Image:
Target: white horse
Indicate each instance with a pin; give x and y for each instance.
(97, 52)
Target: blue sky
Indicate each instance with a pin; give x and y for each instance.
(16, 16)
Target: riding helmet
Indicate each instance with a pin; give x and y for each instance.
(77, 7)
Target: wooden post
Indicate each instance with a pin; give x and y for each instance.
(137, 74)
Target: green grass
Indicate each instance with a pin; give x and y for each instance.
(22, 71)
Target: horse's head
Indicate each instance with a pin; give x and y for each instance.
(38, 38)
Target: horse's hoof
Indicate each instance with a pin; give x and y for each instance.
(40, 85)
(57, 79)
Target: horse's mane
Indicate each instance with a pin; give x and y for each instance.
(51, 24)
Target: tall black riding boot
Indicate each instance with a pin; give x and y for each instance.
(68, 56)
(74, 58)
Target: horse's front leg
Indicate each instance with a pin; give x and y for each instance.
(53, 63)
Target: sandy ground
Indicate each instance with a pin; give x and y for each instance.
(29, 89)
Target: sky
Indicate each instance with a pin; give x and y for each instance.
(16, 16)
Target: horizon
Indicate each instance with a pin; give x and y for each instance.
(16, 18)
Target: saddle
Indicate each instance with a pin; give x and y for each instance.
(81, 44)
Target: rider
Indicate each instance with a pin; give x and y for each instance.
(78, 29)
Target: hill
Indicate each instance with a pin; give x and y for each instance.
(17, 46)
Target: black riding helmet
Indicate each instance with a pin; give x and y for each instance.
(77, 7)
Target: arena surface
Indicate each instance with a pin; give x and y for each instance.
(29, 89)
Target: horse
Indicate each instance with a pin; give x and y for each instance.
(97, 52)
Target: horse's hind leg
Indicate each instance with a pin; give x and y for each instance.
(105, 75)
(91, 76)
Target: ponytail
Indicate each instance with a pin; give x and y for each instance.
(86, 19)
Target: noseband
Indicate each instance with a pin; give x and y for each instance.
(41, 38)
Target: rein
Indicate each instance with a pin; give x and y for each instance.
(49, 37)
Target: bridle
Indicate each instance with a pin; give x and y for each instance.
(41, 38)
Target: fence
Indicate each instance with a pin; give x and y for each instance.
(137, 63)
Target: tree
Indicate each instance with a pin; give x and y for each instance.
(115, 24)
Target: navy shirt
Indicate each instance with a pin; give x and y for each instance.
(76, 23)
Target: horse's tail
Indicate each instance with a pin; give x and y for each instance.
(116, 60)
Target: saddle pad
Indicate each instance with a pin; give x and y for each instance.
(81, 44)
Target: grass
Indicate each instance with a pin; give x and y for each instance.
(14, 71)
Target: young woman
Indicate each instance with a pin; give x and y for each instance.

■ ■ ■

Make an exact copy of the material above.

• **Exercise answer**
Image:
Target: white horse
Indicate each instance with a pin; give x and y for each instance.
(97, 52)
Target: blue sky
Indicate each instance with a pin; give x and y for each instance.
(16, 16)
Target: riding helmet
Indicate each instance with a pin; give x and y for each instance.
(77, 7)
Target: wooden post
Indicate each instance with a pin; give x and y for each instance.
(137, 74)
Target: green grass
Indicate each instance with a pin; give x and y for each instance.
(22, 71)
Target: horse's head
Indicate each instance with a pin; give x and y for each instance.
(38, 38)
Target: horse's hoof
Indicate each instance with a pin; give x and y for each instance.
(40, 85)
(57, 79)
Target: horse's mane
Indicate each instance with a pin; give x and y for each instance.
(51, 24)
Target: tall black riding boot
Indicate each instance with a pin; give x and y for each instance.
(68, 56)
(74, 58)
Target: horse's front leg
Indicate each instance with a pin; give x and y for each instance.
(53, 63)
Target: sandy ground
Indicate each instance with a pin; give x and y for each instance.
(29, 89)
Target: sky
Indicate each instance with a pin; give x and y for each instance.
(16, 16)
Target: horizon
Indicate each instance with a pin; give x and y for each instance.
(16, 18)
Target: saddle
Indicate each instance with a pin; give x and y for each instance.
(81, 44)
Target: rider
Indicate each instance with a pin; give x and y for each instance.
(78, 29)
Target: hill
Indicate each instance with a pin; give x and y for each instance.
(17, 46)
Target: black riding helmet
Indicate each instance with a pin; give x and y for each instance.
(77, 7)
Target: arena surface
Indicate each instance with a pin; give x and y for each instance.
(29, 89)
Target: horse
Indicate each instance with a pin; give x and y for each instance.
(97, 52)
Target: horse's hind leg
Indicate each instance with a pin; give x and y for each instance.
(105, 75)
(91, 76)
Target: ponytail
Indicate each instance with a pin; give x and y for each instance.
(86, 19)
Target: noseband
Indicate each instance with a pin; give x and y for each instance.
(41, 38)
Target: rein
Indicate each instance with a pin; give x and y for each instance.
(49, 37)
Target: bridle
Indicate each instance with a pin; give x and y for each instance.
(41, 38)
Target: fence
Indicate each instance with a pin; give x and y for each instance.
(137, 63)
Target: tree
Indicate each instance with a pin; give x and y for each instance.
(115, 24)
Target: navy shirt
Indicate each instance with a pin; give x and y for each instance.
(76, 23)
Target: horse's tail
Indicate each instance with a pin; give x and y for each instance.
(116, 60)
Target: saddle pad
Indicate each instance with a pin; give x and y for each instance.
(81, 44)
Target: grass
Indicate each instance with a pin; give x and y for each instance.
(14, 71)
Target: young woman
Indicate each instance with a pin; give x and y for each instance.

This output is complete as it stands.